**SELECTION**:

God’s Response to Idolaters
Reader: Please define in Hebrew, Isaiah 40:22. It tells us that the Creator is the one, “who sits on the circumference of the Earth, with its inhabitants like grasshoppers, who spreads the heavens like a thin curtain, and stretches them like a tent to dwell in.”
Can you explain the Hebrew verse
in English for me? Sincerely, Linette
Mesora: This verse comes on the heels of the prophet Isaiah exposing the foolishness of those who create idols. They “overlay gold and silver” and they “seek wood that won’t rot.” Meaning, they use wisdom to design enduring statues shielded from the elements; metals that don’t rust, and woods that don’t rot. But they don’t apply wisdom to the overall picture. These fools are then reminded by Isaiah of a truth that they should have “heard of and known”. Meaning, they fabricate idols assuming they are of help. Instead, they should have used their minds to recognize the overabundance of evidence that God exists. Thus, the prophet says (40:21), “Do you not realize, have you not heard? Has it not been told to you from the beginning? Have you not contemplated the foundations of the Earth?” The rebuke is that they use their minds on seeking out their fantasies, but they are blind to apparent truths! What is more apparent is overlooked, as they favor their internal world of fantasy and build idols with imagined powers. Let us understand each part of the prophet’s rebuke:
[40:21] “Do you not realize, have you not heard?”

**RECORDED DATA**:
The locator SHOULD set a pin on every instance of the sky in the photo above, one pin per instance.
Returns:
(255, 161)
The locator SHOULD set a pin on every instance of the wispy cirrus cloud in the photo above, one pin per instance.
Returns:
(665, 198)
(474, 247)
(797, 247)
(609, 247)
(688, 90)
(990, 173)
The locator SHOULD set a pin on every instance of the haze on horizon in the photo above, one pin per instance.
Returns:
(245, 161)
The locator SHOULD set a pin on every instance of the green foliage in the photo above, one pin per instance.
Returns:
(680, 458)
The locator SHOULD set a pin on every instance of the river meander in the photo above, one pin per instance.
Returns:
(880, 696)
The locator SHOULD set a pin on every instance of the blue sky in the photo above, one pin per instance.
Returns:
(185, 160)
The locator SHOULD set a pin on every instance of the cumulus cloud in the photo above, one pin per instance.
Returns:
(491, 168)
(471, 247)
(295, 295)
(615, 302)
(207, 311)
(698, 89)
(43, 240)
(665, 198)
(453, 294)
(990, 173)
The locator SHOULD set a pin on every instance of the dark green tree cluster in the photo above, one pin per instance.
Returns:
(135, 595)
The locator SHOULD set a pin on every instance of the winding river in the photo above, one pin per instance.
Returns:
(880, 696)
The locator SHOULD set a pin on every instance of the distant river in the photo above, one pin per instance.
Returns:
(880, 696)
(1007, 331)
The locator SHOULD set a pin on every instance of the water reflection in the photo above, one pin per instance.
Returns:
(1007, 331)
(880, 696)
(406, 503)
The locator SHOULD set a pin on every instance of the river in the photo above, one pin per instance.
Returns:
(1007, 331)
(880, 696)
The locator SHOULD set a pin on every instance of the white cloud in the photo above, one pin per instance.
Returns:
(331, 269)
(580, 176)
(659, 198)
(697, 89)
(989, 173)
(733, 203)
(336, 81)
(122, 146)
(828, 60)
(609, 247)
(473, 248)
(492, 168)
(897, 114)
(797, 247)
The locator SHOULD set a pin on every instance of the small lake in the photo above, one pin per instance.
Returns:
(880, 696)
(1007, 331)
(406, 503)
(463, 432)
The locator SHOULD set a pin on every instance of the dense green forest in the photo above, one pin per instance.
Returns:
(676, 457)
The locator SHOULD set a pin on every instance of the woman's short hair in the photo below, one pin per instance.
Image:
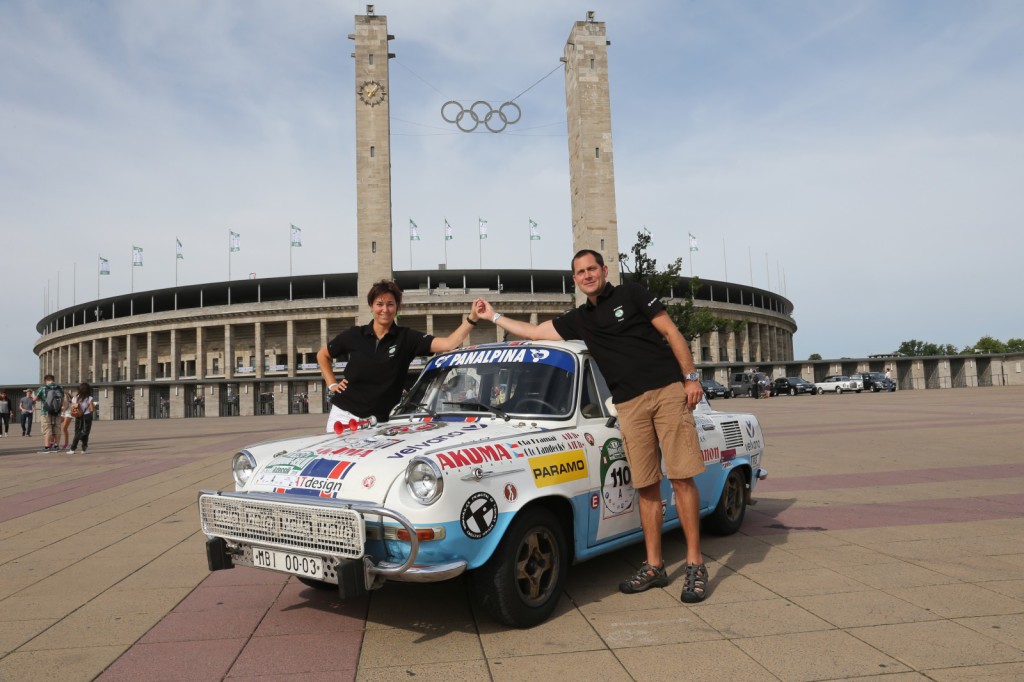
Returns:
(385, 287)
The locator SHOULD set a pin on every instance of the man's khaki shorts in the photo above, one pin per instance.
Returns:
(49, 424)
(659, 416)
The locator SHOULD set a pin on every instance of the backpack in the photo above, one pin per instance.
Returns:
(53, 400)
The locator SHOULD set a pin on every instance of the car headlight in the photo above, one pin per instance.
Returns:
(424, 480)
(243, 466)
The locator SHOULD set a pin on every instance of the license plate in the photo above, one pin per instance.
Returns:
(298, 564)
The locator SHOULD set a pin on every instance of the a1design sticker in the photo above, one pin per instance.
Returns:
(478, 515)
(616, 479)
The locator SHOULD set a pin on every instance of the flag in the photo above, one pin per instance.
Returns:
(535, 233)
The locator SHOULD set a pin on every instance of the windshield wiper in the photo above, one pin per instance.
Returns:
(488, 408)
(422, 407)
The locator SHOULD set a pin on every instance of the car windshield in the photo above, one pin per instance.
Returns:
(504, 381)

==

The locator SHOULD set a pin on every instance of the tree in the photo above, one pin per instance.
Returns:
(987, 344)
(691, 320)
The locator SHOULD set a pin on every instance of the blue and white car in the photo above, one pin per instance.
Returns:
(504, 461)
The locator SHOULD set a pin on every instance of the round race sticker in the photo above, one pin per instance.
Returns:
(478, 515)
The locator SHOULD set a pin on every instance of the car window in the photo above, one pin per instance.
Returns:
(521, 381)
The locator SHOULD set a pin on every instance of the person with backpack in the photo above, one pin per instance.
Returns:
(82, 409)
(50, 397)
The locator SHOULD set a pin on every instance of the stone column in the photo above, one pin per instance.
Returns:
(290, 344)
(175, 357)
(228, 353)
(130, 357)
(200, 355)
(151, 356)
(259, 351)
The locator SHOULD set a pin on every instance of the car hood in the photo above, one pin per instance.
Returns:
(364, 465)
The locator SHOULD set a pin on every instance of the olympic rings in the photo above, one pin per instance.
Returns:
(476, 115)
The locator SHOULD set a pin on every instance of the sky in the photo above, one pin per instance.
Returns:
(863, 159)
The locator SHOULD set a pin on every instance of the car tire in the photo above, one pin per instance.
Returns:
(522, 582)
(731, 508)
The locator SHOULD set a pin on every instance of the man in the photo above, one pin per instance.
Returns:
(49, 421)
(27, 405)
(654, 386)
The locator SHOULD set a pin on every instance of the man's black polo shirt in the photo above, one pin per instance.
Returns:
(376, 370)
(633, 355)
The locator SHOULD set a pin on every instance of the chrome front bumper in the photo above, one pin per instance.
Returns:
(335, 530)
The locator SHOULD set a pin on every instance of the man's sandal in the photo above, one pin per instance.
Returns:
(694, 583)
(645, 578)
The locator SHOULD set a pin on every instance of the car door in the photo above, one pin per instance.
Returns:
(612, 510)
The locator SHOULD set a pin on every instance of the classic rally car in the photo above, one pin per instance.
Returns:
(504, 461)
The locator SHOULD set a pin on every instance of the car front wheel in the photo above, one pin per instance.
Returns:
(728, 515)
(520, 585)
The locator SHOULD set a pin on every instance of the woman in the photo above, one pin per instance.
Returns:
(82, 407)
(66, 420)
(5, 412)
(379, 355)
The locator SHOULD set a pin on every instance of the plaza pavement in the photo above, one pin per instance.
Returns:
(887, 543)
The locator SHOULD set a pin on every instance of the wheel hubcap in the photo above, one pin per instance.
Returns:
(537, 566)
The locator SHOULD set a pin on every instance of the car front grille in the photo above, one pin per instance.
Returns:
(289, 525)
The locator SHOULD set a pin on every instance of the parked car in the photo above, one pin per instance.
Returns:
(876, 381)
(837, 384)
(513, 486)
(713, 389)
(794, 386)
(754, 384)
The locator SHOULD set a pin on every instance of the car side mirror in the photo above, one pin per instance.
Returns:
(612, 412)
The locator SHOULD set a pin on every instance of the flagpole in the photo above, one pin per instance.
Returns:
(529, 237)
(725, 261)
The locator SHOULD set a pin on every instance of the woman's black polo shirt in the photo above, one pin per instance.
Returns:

**TASK SET**:
(a) In the commentary on Isaiah 40:22, what do the idol makers overlay their idols with?
(b) Carry on the commentary on Isaiah 40:22 from the point where it stops.

**FINAL RESULTS**:
(a) Gold and silver.

(b)
The Rabbis teach that man should have realized that God exists. But if he didn’t, he should have “heard” about it by reading books.
“Has it not been told to you from the beginning?”
If these first two avenues of knowledge have not taught him anything, then he should have heard it from others, through normal transmission.
“Have you not contemplated the foundations of the Earth?”
Finally, one is accused for not using his own understanding.
Isaiah continues: God is the one “who sits on the circumference of the Earth, with its inhabitants like grasshoppers, who spreads the heavens like a thin curtain, and stretches them like a tent to dwell in.”
He first teaches that God created the Earth. This is the primary mistake of these idolaters: they don’t eve think that the universe requires an explanation. They are so submerged in their miniscule, personal worlds; that they cannot look past the self and ‘hear’ the universe almost scream out to them: “Who created me?”
Isaiah then teaches that man is so small, and he mentions this because these idolaters’ second problem is their myopic view centered on themselves to the exclusion of all else. They cannot see past themselves and their insecurities. But in truth, man is but a grasshopper, a small insect in comparison to the universe. If only man would recognize his small place, he would be attracted to the larger picture, and eventuate at knowledge of God. He would leave off being self-absorbed, and even find great delight pondering all else outside of himself.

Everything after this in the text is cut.